◆ Excerpt:
>> begin
European Arrest Warrant – Surrender to Poland suspended. Call for political intervention to protect the rule of law in EU Member States (CM2007)

Meijers Committee, 3 November 2020, Download PDF in English, in German or in Dutch

Pending a preliminary ruling of the EU Court of Justice, the District Court of Amsterdam has provisionally suspended all surrenders to Poland.[1] Recently also a German court has refused to execute a European arrest warrant from Poland. [2] It is probably a matter of time until this trend will be joined by courts from other countries too [3] and its impact may potentially be extended to other EU Member States where the rule of law is seriously deteriorating. Consequently, a serious decline in rule of law-performance apparently has a direct impact on cross-border cooperation in criminal matters. This prompts the Meijers Committee to once again urge politicians on the national and European level to intervene and to strengthen the pressure on Member States concerned to adhere to binding European values and the rule of law.

To support its call, the Meijers Committee wishes to draw your attention to the following issues as well as to a number of realistic side-effects the aforementioned development may bring.

1 – Judges in surrender cases are now compelled to deliver rulings regarding rather politically sensitive issues. Until when can this be demanded of them?

National judges dealing with incoming European arrest warrants may currently have to assess the independence of their colleague judges from another Member State, and decide on the potential consequences of such assessments for surrender proceedings. One may argue that such decisions constitute judicial decisions in purely individual cases, but the truth of the matter is that their impact goes beyond individual surrender cases as they all regard a large and politically sensitive problem. The Meijers Committee recalls that in setting up the European arrest warrant mechanism, it was assumed that such politically sensitive problems would be very unlikely to arise. It was therefore considered timely to replace the traditional extradition system by a system based on mutual recognition and a high level of mutual trust. Now that we observe that surrender judges may nevertheless be held to involve such politically worrying developments in their assessments, the question arises whether it can indeed be demanded of them to carry out such assessments while those who should act – politicians – remain almost silent.
>> end
◆ Information given:
>> begin
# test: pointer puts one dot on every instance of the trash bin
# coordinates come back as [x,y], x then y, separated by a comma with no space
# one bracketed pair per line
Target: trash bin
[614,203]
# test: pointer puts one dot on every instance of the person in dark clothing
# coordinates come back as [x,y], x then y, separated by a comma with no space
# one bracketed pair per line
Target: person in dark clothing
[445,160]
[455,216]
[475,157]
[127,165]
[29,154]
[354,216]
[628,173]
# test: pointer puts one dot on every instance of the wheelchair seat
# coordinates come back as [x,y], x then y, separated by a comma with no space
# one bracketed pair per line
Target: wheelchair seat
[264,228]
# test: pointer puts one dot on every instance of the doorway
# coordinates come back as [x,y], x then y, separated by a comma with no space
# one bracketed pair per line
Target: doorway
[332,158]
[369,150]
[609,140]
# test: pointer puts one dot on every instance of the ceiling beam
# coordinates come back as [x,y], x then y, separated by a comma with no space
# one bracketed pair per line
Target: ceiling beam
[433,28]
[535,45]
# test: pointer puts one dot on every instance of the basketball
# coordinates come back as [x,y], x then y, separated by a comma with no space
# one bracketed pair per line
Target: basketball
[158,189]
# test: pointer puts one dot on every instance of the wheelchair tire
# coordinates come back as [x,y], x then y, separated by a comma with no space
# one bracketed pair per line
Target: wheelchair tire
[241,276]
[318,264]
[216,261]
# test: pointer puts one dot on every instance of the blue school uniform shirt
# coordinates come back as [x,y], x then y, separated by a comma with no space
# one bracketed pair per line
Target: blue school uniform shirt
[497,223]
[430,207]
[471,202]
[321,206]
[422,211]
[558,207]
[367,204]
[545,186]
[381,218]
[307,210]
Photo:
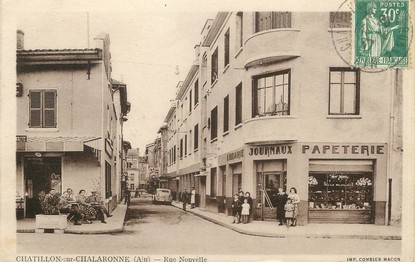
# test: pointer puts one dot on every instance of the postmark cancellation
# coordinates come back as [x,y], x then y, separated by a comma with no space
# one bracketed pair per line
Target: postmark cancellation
[381,34]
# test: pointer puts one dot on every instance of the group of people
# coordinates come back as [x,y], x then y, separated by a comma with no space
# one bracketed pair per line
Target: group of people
[185,197]
[242,207]
[287,206]
[82,207]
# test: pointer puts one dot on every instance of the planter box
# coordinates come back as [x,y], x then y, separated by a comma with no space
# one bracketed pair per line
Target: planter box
[51,222]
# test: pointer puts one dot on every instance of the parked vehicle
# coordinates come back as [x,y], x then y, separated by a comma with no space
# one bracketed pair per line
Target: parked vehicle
[162,195]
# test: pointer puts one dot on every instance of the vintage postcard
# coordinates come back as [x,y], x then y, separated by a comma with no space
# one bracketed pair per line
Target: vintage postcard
[382,34]
[207,131]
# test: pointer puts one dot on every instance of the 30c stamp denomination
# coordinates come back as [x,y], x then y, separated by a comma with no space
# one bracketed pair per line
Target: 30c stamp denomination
[381,33]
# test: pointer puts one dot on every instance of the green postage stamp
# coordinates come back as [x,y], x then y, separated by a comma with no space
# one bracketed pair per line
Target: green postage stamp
[381,33]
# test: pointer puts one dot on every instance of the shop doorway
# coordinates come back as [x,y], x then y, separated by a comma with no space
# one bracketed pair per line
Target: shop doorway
[202,191]
[267,190]
[41,174]
[270,176]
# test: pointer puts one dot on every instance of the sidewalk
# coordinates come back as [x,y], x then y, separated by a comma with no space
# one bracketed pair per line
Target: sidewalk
[114,224]
[271,229]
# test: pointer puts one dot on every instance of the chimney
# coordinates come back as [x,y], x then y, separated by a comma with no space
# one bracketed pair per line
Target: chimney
[197,54]
[20,40]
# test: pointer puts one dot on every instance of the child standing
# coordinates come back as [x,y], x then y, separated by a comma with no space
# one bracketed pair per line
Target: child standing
[236,209]
[245,211]
[289,212]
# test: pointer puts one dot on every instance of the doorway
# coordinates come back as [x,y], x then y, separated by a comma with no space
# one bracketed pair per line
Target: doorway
[270,176]
[202,191]
[41,174]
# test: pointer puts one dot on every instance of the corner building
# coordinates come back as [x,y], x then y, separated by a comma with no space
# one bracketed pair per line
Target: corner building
[70,117]
[278,106]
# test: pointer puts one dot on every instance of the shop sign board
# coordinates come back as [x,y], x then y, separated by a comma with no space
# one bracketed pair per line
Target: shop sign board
[338,149]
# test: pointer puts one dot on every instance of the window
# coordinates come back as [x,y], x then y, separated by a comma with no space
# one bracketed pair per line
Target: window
[272,94]
[196,92]
[226,114]
[196,138]
[42,106]
[174,154]
[213,182]
[344,91]
[227,48]
[340,19]
[108,191]
[181,148]
[185,145]
[340,190]
[214,123]
[190,141]
[190,101]
[239,29]
[214,67]
[238,104]
[272,20]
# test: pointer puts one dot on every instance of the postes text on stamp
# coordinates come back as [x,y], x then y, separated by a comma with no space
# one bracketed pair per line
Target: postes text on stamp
[381,33]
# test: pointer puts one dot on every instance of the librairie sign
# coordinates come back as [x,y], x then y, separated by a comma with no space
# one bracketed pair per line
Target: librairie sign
[343,149]
[314,149]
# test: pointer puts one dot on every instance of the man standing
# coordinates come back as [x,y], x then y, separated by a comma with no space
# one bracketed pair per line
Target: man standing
[193,198]
[281,200]
[95,201]
[127,196]
[185,198]
[65,207]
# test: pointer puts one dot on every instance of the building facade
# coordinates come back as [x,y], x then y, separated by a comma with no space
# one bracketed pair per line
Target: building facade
[70,115]
[270,102]
[133,180]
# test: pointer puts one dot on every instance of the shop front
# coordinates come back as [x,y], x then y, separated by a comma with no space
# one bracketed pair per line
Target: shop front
[337,183]
[270,175]
[347,183]
[40,174]
[341,191]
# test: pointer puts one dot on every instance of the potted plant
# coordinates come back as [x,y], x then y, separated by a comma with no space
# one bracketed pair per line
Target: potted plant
[51,218]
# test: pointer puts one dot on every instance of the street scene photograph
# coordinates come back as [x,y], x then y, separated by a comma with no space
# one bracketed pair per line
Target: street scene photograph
[201,135]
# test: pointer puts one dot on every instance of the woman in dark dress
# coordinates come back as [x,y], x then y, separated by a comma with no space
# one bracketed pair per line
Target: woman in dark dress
[281,200]
[250,202]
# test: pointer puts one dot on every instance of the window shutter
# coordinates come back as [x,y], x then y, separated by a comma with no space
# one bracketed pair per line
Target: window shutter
[49,109]
[35,108]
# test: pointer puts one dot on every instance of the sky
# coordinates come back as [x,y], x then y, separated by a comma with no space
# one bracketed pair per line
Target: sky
[145,49]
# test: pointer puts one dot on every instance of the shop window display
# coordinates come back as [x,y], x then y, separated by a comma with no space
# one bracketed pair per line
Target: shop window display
[340,191]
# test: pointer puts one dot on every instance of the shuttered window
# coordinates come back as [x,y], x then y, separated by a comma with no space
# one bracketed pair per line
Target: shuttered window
[272,20]
[214,67]
[226,53]
[42,109]
[196,138]
[226,114]
[214,123]
[238,104]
>> end
◆ The problem: Carry the Meijers Committee statement on suspended surrenders to Poland forward from its last sentence, in the same formal register.

◆ Right answer:
2 – The EU Court of Justice can not be the sole responsible for a workable legal solution

True, surrender judges have the option to ask for preliminary judgments of the EU Court of Justice and to seek closer guidance on how to deal with European arrest warrants in cases involving systemic violations of judicial independence. Still, the Meijers Committee is of the opinion that it would be unrealistic to put all hope in the Court of Justice for providing a perfectly workable assessment framework for dealing with such cases. Perhaps superfluously, the Meijers Committee recalls that the Court of Justice’s mandate in preliminary proceedings is to interpret EU law not only in light of a specific legal instrument (such as the Framework Decision on the European arrest warrant), but also with a view to much broader binding objectives of European integration. In this regard, it must be mentioned that the principle of mutual recognition applies in a variety of policy areas, and rulings of the Court in the area of cross-border criminal justice cooperation may therefore have implications for such other policy areas. It is therefore considered not very likely that the Court will in the shorter term significantly deviate from its current line of case-law on matters of rights protection in surrender proceedings.

3 – Large-scale suspension of surrender may hinder the rehabilitation of convicts

The Meijers Committee further wishes to stress that there is more at stake in surrender proceedings than solely whether suspected and convicted persons can decently be transferred to the issuing Member State. True as it may be that executing Member States will currently have to focus on that question (then, systemic attacks on judicial independence are indeed a major problem), it is still a fact that the European arrest warrant mechanism also intends to serve several other interests worthy of consideration and protection. Large-scale suspension of surrender, however justified, bears the risk to seriously compromise those other interests. This particularly holds true for the principle of rehabilitation. After all, the inability to surrender may logically encourage an executing Member State to consider prosecuting the alleged crimes within their own jurisdiction, or to execute the sanctions imposed in the issuing Member State. Such may serve the wish to prevent impunity, but the Meijers Committee underscores that to undergo a sanction in a country where the convict does not reside easily jeopardises his reintegration in society

4 – Long-term suspension creates long-term uncertainty for requested persons

Long-term suspension automatically results in a serious delay of the surrender procedure. In most cases, delayed decisions in surrender proceedings contravene the interest of the requested person. In this regard, the Meijers Committee recalls that the speed with which surrender decisions are being taken constitutes an important feature of the European arrest warrant mechanism (especially if compared to the average length of decision-taking in traditional extradition procedures). This not only benefits law enforcement, but very often also benefits the requested person who fairly quickly obtains clarity on his legal position. This advantage is easily jeopardised under a situation of long-term and large-scale suspension of surrender.

5 – Potential impact on reverse surrender I: How appropriate will it be to issue European arrest warrants towards Member States in which the rule of law is under decline?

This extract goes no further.